*Document passage*
========================

Algorithmic Fairness

Baiwu Zhang
BMO AI
Published in
5 min readDec 9, 2020
Source: https://ai.ku.dk/events/algorithmic-fairness/

As Artificial Intelligence (AI) technology advances in its capability and cases in use, machine-made decisions have become important parts of our daily life. While enjoying the efficiency and convenience enabled by AI, we nowadays must start facing and addressing challenges it brings as well. An important task is to make sure decisions made by AI or Machine Learning (ML) algorithms are non-discriminatory and fair to everyone. For example, Buolamwini et al. (2018) demonstrated that facial analysis systems could significantly discriminate based on race and gender. Despite still being a rising issue to our society, significant progress has been made towards algorithmic fairness in academia over the past decade, with open-source solutions being built. In this blog post, I will introduce one common methodology for tackling the fairness problem in AI. I will also provide a few thoughts as a practitioner of developing fair AI algorithms.

The importance of fairness in AI

As stated in the introduction, the increasingly large-scale adoption of AI systems to make automated decisions that have a real effect on our lives has prompted people to rethink the potential risks that AI systems may introduce. Due to AI’s potential to uncover hidden information, human biases could be reflected and even dangerously amplified by AI systems. Media has reported that AI systems may make decisions that are discriminative towards minorities, historically disadvantaged groups, and other protected groups.

Financial industries, which are strictly regulated, require more serious considerations of the fairness of AI algorithms. In the US, the Fair Housing Act (FHA) and the Equal Credit Opportunity Act(ECOA) explicitly prohibit unfair and discriminative practices when offering credit products to clients. Under such laws, it is illegal to even collect clients’ memberships in protected classes. For example, credit card companies must explain that the way they are making decisions is not racially discriminative, yet are not allowed to ask applicants what racial groups they are in. Even so, many proxies for this information exist in datasets across the industry. AI may implicitly learn to discriminate inappropriately based on hints that exist in the data without ever being trained explicitly on attributes such as gender or ethnicity.

With the ambition to embark on a digitally-enabled future and leverage advanced AI technologies, financial institutions are highly motivated to prioritize AI fairness as part of their trustworthy AI initiatives.

How to build fair AI algorithms

The common framework to approach AI fairness problems contains two consecutive steps: first measurement and then mitigation.

Measurement

Measurement is the process to specifically identify the severity and location of unfairness in an algorithm, against specified fairness metrics. Each fairness metric represents a distinct definition of fairness. In this blog, I’ll focus on two definitions: demographic parity and equalized odds, both are instantiations of the concept of group fairness.

Demographic Parity (DP): A predictor satisfies demographic parity if the predictor h makes decision h(X)=ŷ independently of the protected attribute A: ℙ(h(X)=ŷ)=ℙ(h(X)=ŷ|A). In the credit loan example below, Classifier 2 satisfies demographic parity as it achieves the same approval rate regardless of the underlying population group.

========================

*Given data*

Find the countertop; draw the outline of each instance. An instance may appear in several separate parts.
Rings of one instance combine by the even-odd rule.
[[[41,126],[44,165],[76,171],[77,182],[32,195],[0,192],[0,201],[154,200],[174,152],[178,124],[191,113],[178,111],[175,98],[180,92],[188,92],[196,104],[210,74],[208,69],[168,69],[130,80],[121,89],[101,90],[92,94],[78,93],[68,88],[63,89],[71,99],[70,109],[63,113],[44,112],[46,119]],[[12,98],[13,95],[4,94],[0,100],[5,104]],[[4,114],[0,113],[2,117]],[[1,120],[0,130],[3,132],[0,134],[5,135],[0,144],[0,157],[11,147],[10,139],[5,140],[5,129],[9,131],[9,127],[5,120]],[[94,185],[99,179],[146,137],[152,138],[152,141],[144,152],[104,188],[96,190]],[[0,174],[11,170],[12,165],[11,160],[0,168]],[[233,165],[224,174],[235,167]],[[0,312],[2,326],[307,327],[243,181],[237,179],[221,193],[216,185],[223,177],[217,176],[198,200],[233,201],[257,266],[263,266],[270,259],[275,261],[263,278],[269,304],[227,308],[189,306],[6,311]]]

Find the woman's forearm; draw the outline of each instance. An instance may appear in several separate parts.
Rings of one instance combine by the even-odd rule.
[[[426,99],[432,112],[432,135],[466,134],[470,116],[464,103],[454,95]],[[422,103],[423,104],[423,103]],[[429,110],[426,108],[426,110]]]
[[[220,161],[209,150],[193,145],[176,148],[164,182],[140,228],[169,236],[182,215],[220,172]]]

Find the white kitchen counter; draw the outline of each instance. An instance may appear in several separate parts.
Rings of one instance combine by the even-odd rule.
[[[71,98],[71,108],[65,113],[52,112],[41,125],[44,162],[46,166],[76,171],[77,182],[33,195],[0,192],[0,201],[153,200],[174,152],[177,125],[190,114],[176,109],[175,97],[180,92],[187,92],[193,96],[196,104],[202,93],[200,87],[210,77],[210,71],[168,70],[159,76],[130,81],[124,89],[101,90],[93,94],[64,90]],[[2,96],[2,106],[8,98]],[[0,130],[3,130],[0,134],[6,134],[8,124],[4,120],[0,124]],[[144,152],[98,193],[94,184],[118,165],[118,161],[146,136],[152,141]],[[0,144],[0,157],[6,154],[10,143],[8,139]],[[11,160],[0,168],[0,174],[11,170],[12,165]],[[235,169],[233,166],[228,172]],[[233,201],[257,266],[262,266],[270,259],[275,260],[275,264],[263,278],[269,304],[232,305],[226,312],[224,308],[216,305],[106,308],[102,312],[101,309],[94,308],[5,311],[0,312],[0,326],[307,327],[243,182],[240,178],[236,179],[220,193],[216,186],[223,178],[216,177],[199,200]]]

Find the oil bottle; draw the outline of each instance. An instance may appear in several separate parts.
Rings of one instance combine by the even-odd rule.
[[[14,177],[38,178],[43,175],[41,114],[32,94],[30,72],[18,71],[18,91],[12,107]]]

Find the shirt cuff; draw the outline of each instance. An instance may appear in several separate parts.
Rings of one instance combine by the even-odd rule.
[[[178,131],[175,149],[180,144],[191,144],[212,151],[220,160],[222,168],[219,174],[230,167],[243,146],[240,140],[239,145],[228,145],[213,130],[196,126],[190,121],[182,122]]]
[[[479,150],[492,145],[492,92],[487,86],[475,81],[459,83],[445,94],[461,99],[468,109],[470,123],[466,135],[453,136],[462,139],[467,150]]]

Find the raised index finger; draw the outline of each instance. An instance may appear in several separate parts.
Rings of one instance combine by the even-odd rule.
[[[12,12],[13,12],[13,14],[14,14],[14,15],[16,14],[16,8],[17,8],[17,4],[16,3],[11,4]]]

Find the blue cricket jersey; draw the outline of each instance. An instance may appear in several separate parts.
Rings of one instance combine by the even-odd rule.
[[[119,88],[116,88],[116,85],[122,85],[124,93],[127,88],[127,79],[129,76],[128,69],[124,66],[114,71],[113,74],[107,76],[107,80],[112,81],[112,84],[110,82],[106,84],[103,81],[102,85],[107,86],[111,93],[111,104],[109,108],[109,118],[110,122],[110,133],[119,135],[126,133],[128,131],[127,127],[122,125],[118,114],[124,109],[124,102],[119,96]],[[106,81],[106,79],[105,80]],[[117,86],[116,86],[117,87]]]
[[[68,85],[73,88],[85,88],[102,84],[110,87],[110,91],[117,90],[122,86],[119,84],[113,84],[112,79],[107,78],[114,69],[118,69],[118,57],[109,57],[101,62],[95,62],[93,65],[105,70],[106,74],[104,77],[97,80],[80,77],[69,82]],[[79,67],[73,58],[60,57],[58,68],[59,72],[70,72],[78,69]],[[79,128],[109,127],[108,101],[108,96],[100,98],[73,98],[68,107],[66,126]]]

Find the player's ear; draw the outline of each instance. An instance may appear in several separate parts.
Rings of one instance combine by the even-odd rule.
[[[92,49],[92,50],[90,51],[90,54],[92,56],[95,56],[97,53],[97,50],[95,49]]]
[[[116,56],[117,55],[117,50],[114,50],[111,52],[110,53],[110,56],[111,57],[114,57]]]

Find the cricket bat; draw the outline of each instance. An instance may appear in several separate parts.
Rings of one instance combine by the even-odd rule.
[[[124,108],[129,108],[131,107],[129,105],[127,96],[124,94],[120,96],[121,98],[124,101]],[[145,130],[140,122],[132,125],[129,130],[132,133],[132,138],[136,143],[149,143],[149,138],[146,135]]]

========================

*Exercise tasks*
**1)** Scale the entries from the line containing "Find the cricket" up to and including the last line of the entries. Reproduce those lines in full, requests included, but multiply every polygon vertex coordinate in the answers by 2.55 and round to the nearest whole number, with halves rounded up.
**2)** Finish out the next part of the algorithmic fairness post, picking up right after its final sentence.

*Responses by task*
**1)**
Find the cricket bat; draw the outline of each instance. An instance may appear in several separate parts.
Rings of one instance combine by the even-odd rule.
[[[316,275],[329,275],[334,273],[329,268],[324,245],[316,240],[306,245],[309,250],[316,258]],[[370,332],[357,311],[337,319],[329,332],[337,339],[337,352],[347,365],[380,365],[380,352],[372,344]]]

**2)**
Classifier 2 satisfies demographic parity while maintaining the same overall approval rate as Classifier 1.

One may notice that the DP definition never touched on the true label of each sample. In the example of credit loans, whether the applicant is creditworthy or not is not considered in evaluating demographic parity fairness. The next metric will address this flaw.

Equalized odds: A predictor satisfies equalized odds if the predictor h makes decision h(X)=ŷ independently of the protected attribute A given its true label Y: ℙ(h(X)=ŷ|Y)=ℙ(h(X)=ŷ|A, Y). This definition means that for all creditworthy applicants, the probability for them to receive a loan should be the same regardless of their memberships in protected groups.

When the definition of fairness is agreed upon, measurements of fairness can then be established. Examples of common measurements include demographic parity ratio and demographic parity difference. Measurements based on mutual information have also been proposed recently.

In order to capture all sources of unfairness introduced to a system, it is often the case that a holistic measurement is performed on the end-to-end decision-making process, before a break-down view on each of the components.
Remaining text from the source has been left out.